## Data lines
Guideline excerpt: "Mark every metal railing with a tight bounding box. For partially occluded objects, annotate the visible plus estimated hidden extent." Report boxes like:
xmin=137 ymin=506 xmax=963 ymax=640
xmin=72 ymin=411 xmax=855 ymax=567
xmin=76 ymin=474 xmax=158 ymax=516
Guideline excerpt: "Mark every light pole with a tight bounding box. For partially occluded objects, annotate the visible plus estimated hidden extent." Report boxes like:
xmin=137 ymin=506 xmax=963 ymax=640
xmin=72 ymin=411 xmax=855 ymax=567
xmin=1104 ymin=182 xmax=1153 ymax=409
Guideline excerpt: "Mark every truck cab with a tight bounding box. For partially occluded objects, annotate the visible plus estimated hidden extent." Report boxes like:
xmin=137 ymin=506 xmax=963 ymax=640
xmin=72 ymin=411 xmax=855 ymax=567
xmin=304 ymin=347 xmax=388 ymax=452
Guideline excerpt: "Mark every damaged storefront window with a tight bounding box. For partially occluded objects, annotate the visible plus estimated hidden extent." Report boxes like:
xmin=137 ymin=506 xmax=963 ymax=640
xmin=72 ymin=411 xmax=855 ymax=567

## Stated exercise
Please change "tight bounding box" to "close-fitting bounding box" everywhere in the items above and write them all out again, with nothing else altered.

## Full response
Guideline excerpt: "Mark every metal railing with a close-fitting bounding box. For partially occluded objects, annotate the visible plus estimated hidden extent." Report boxes like:
xmin=137 ymin=506 xmax=963 ymax=640
xmin=72 ymin=411 xmax=855 ymax=567
xmin=76 ymin=474 xmax=158 ymax=516
Guideline excerpt: "Mark every light pole with a close-fitting bounding box. For partially occluded objects, annotate the visible plus estimated hidden extent." Report boxes like:
xmin=137 ymin=506 xmax=963 ymax=640
xmin=72 ymin=411 xmax=855 ymax=567
xmin=1104 ymin=182 xmax=1153 ymax=409
Guideline excerpt: "Mark every truck cab with a close-fitting bounding box. For partially occluded objects, annotate the visible plus estimated hidden extent." Report boxes like:
xmin=137 ymin=506 xmax=963 ymax=640
xmin=72 ymin=411 xmax=855 ymax=567
xmin=304 ymin=347 xmax=388 ymax=452
Guideline excerpt: "Mark every damaged storefront window with a close-fitting bounding box. For partially occluded objects, annotate the visible plus estimated hidden extent." Report boxes like:
xmin=137 ymin=506 xmax=963 ymax=640
xmin=72 ymin=411 xmax=855 ymax=567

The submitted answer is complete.